There are two main differences between a personal loan and a personal line of credit: how the loan funds are disbursed to the borrower and how the credit is repaid.

There are also some similarities. Funds from each can be used for a variety of expenses, with few exceptions. For both a personal loan and line of credit, lenders will run a credit check during the application process.

Each has its strengths, depending on what you need the money for, so knowing a few basics about the difference between personal loans vs. personal lines of credit will help you find the best fit for your situation.

What Is a Personal Line of Credit and How Does It Work?

A personal line of credit (LOC) is a type of revolving credit similar to a credit card. But funds are typically accessed by writing checks provided by the lender or requesting a funds transfer to your checking account instead of by using a card.

An LOC is open ended, so the borrower can withdraw the funds repeatedly, up to the credit limit. Any funds that are withdrawn are subject to repayment with interest. When they are repaid, they can be accessed again. There may be a limit on the number of years the line of credit is available.

--------------------

Tasks for this exercise —
1. In the loan comparison text, how are funds from a personal line of credit typically accessed?
2. Quote the loan comparison text word for word, from "There are also" down to "Does It Work?".
Rely only on the loan comparison text.

--------------------

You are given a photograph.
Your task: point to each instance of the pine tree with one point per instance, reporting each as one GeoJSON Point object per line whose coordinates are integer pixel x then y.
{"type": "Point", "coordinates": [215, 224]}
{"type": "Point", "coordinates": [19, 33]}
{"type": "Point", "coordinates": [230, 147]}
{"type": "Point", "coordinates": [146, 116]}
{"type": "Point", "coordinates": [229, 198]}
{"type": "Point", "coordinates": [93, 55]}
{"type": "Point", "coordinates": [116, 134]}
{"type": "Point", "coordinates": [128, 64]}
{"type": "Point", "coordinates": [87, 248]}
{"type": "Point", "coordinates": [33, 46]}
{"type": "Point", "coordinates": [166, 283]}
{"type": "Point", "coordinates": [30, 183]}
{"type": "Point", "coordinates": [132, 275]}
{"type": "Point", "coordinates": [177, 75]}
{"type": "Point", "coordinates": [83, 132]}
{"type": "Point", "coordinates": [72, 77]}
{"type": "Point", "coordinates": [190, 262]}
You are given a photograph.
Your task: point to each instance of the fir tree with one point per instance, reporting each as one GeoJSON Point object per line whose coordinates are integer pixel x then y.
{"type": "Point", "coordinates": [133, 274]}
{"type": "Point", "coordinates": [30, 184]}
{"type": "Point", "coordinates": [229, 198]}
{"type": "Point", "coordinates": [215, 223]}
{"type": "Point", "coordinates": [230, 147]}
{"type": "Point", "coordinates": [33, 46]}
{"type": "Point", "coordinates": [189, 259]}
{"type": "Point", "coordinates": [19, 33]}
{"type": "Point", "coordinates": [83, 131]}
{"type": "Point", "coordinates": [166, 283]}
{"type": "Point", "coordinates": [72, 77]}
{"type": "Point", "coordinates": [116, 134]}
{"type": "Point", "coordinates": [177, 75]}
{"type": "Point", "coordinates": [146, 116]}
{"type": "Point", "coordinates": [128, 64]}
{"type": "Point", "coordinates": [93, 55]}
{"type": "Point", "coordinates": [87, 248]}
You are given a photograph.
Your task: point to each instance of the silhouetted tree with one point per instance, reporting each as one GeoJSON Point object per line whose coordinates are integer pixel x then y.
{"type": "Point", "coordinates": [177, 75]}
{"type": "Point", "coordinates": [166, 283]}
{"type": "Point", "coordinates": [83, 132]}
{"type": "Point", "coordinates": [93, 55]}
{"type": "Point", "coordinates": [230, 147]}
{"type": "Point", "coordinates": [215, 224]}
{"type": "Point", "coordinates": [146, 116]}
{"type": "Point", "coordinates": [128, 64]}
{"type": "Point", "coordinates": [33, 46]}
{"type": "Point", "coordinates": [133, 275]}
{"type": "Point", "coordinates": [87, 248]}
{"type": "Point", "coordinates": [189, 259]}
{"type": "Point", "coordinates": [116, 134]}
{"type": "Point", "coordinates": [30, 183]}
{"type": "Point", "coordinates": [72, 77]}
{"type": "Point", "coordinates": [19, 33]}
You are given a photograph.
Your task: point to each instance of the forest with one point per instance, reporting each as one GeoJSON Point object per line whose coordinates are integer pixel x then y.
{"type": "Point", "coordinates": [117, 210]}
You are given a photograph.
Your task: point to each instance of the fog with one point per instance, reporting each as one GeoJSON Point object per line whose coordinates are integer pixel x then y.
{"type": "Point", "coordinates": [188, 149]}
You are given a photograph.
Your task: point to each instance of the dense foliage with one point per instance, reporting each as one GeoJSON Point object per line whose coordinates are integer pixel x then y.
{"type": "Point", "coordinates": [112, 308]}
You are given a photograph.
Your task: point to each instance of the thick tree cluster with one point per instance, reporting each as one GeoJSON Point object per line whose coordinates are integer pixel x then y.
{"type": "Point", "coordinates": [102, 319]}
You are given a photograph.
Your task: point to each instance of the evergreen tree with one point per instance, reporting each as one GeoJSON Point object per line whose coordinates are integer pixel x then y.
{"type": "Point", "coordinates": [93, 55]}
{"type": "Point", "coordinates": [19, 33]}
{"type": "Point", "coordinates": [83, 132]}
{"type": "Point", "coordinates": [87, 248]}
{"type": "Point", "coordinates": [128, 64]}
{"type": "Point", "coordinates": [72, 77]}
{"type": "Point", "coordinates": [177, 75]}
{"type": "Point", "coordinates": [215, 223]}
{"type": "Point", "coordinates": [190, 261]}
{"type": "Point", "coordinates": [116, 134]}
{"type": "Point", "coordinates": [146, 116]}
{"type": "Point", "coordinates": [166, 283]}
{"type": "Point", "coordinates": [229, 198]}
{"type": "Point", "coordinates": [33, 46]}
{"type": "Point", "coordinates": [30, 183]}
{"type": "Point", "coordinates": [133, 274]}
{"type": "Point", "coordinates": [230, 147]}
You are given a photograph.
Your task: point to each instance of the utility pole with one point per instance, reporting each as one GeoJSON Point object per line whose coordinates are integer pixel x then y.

--------------------

Answers for this exercise —
1. By writing checks provided by the lender or by requesting a funds transfer to your checking account.

2.
There are also some similarities. Funds from each can be used for a variety of expenses, with few exceptions. For both a personal loan and line of credit, lenders will run a credit check during the application process.

Each has its strengths, depending on what you need the money for, so knowing a few basics about the difference between personal loans vs. personal lines of credit will help you find the best fit for your situation.

What Is a Personal Line of Credit and How Does It Work?